Rewrite the records with "instance" changed to "occurrence" wherever it appears, keeping every other part the same.

[Labels for object points]
▼

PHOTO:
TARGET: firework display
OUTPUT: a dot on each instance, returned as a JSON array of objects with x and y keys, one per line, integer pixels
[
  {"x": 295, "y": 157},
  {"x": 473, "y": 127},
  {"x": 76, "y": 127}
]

▲

[SOLUTION TO THIS PROBLEM]:
PHOTO:
TARGET: firework display
OUTPUT: a dot on each occurrence, returned as a JSON array of objects with x and y keys, one per line, integer pixels
[
  {"x": 295, "y": 157},
  {"x": 473, "y": 127},
  {"x": 76, "y": 127}
]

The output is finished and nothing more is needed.